● Dataset rows
* start *
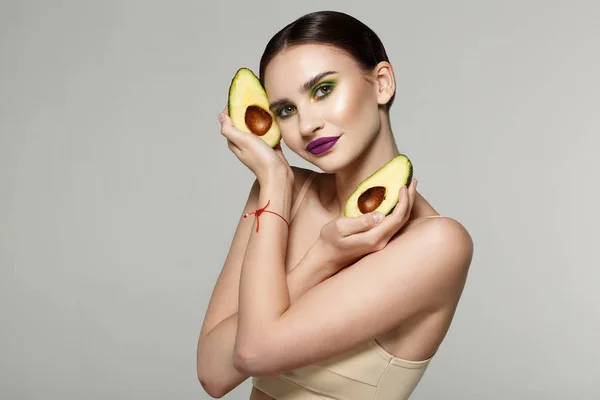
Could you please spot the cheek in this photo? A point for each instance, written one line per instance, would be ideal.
(351, 107)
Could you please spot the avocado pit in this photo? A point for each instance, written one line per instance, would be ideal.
(371, 199)
(258, 120)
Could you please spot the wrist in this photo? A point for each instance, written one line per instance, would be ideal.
(278, 178)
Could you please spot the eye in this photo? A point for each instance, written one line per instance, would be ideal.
(285, 111)
(323, 90)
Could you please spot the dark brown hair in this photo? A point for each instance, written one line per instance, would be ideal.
(329, 28)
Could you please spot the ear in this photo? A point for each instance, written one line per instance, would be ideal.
(385, 82)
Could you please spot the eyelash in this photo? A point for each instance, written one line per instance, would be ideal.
(329, 85)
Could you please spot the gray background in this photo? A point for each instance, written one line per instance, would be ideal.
(118, 195)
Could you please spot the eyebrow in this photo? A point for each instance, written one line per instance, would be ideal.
(306, 86)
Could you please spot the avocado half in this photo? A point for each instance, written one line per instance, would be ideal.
(380, 191)
(248, 107)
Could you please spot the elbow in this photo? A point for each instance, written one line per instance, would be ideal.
(252, 361)
(209, 382)
(212, 388)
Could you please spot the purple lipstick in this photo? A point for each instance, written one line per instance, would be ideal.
(321, 145)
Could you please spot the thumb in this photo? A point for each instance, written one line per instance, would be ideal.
(363, 223)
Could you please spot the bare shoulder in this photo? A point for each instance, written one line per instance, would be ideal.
(441, 244)
(300, 176)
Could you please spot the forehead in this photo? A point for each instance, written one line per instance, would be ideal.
(295, 65)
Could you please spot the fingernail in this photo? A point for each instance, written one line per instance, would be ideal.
(378, 217)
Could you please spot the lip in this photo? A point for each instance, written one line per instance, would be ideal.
(321, 145)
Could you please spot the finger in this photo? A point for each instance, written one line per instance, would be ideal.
(413, 195)
(234, 149)
(397, 218)
(348, 226)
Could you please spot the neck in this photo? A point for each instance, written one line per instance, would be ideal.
(382, 149)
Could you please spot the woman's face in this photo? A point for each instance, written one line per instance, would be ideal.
(319, 93)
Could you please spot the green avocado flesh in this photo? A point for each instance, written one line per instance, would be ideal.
(249, 107)
(379, 192)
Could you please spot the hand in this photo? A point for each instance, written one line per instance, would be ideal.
(253, 152)
(346, 239)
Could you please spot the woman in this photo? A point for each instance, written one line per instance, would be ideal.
(310, 303)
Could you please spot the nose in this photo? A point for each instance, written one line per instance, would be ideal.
(309, 122)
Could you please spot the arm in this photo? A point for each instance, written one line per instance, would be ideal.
(215, 344)
(215, 349)
(418, 273)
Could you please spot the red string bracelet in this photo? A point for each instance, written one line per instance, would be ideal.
(262, 210)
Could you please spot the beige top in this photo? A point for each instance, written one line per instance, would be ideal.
(366, 372)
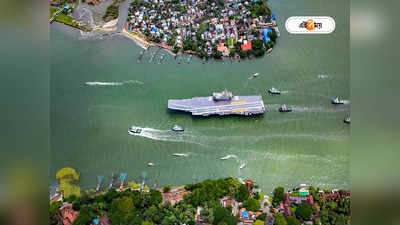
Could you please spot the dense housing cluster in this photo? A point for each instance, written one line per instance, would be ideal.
(207, 28)
(226, 201)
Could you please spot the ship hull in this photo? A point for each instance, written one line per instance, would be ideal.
(206, 106)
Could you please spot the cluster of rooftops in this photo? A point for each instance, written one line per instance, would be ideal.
(203, 26)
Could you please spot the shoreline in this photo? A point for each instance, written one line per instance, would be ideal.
(144, 43)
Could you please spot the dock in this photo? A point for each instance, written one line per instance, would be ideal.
(206, 106)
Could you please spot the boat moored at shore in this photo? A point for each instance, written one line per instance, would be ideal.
(177, 128)
(135, 130)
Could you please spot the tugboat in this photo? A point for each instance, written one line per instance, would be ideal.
(177, 128)
(135, 130)
(274, 91)
(337, 101)
(285, 108)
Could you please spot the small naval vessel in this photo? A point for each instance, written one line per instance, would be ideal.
(179, 154)
(274, 91)
(177, 128)
(337, 101)
(285, 108)
(220, 103)
(135, 130)
(226, 157)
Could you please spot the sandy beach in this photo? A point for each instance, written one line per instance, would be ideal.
(141, 42)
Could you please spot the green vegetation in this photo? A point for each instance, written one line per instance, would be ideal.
(112, 11)
(69, 181)
(259, 222)
(166, 188)
(210, 191)
(65, 18)
(304, 211)
(201, 31)
(279, 219)
(224, 216)
(278, 195)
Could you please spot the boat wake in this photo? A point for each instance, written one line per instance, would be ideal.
(168, 135)
(322, 76)
(228, 157)
(99, 83)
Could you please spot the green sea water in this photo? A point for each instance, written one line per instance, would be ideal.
(89, 123)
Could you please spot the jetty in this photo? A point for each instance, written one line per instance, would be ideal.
(221, 104)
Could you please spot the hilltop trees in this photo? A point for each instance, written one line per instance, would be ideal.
(304, 211)
(278, 195)
(69, 181)
(280, 219)
(252, 204)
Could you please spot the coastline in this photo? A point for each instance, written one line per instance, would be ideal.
(144, 43)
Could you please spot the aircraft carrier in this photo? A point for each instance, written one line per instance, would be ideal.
(223, 103)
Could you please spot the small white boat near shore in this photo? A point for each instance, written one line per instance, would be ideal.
(228, 157)
(180, 154)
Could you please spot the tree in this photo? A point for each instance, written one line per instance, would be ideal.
(124, 204)
(155, 197)
(262, 216)
(69, 181)
(291, 220)
(224, 216)
(242, 194)
(166, 188)
(279, 219)
(304, 211)
(252, 204)
(147, 223)
(273, 35)
(259, 222)
(278, 195)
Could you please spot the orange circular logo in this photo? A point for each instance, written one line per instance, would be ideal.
(310, 24)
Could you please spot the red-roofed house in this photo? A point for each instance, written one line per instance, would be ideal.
(67, 214)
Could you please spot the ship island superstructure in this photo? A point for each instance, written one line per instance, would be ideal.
(220, 103)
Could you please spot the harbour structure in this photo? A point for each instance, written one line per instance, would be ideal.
(222, 103)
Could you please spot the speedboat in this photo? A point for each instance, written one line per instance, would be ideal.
(179, 154)
(135, 130)
(226, 157)
(274, 91)
(337, 101)
(285, 108)
(177, 128)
* end *
● SHORT PROBLEM
Find the line containing "Could you please spot the tree" in the material above. Print it and every line after it through the end, exactly and only those.

● SOLUTION BELOW
Could you please spot the tree in this photo? A point for each instance, written one line per instance, would be ideal.
(124, 204)
(155, 197)
(262, 216)
(69, 181)
(291, 220)
(224, 216)
(242, 194)
(166, 188)
(279, 219)
(304, 211)
(252, 204)
(147, 223)
(273, 35)
(259, 222)
(278, 195)
Could you please spot the orange circular logo in this photo? A point for each instance, written one line per instance, would be ideal.
(310, 24)
Could you please spot the red-roofed house in this photo? A point for each instance, written one line per instance, would be ideal.
(67, 214)
Could you please spot the ship island superstructure in this photo? A point for each instance, written one line per instance, would be ideal.
(220, 103)
Could you please spot the harbour structure in this photo? A point for each instance, written one line per instance, would be ideal.
(222, 103)
Could you please spot the speedboat in this photo? A point for each instance, written one line per instance, would be ideal.
(179, 154)
(135, 130)
(226, 157)
(274, 91)
(337, 101)
(285, 108)
(177, 128)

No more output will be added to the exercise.